<<<<
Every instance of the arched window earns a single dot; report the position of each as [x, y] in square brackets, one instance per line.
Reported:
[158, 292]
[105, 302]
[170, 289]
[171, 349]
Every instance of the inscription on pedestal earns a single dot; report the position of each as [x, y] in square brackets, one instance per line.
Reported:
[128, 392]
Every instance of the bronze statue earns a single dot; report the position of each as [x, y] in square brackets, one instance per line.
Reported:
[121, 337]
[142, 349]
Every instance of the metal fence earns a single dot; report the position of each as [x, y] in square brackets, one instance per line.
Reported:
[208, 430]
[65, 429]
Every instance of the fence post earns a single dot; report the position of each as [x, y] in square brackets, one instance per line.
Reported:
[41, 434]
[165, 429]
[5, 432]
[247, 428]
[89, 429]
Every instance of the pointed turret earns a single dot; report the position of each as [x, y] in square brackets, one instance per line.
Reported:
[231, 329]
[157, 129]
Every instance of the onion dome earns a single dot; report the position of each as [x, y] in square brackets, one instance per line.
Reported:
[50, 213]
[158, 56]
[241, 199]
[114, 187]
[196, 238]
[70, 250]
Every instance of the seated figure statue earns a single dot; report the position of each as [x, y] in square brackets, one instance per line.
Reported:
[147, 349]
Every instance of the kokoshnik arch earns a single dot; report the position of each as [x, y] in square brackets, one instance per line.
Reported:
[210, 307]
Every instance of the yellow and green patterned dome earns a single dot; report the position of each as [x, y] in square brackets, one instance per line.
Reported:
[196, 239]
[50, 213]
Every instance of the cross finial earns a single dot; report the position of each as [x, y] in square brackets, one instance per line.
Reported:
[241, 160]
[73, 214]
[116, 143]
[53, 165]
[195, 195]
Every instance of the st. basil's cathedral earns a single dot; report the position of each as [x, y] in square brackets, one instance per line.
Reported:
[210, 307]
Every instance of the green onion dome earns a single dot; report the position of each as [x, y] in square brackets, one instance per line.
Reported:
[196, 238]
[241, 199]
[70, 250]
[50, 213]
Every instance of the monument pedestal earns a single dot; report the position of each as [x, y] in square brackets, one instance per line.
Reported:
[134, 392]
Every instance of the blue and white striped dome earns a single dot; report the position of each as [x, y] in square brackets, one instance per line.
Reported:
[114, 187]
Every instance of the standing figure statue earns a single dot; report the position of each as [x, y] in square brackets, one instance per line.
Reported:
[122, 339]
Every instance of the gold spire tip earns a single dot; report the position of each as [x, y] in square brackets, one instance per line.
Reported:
>>>>
Each line from the one containing "Every instance of the st." to the end of the records should be echoed exactly, and no other line.

## Result for this task:
Every instance of the st. basil's cathedral earns a single dot; report the position of each as [x, y] in square brackets, one instance per line.
Reported:
[210, 307]
Every instance of the green onion dome earns a single dot; report the position of each as [x, y] in square brackets, one instance per line.
Reported:
[196, 238]
[241, 199]
[70, 250]
[50, 213]
Every instance of the monument pedestal earns a single dot; report the position of each as [x, y] in square brackets, one instance per line.
Reported:
[134, 392]
Every instance of the blue and white striped dome earns a single dot; report the position of each as [x, y] in square brackets, one instance per line.
Reported:
[114, 187]
Every instance of the standing figure statue earns a single dot; report the position of each as [x, y] in square brackets, one instance per line.
Reported:
[122, 339]
Every instance of the gold spire tip earns a single dot; report the position of each as [x, y] in square brackets, one instance per line.
Reported:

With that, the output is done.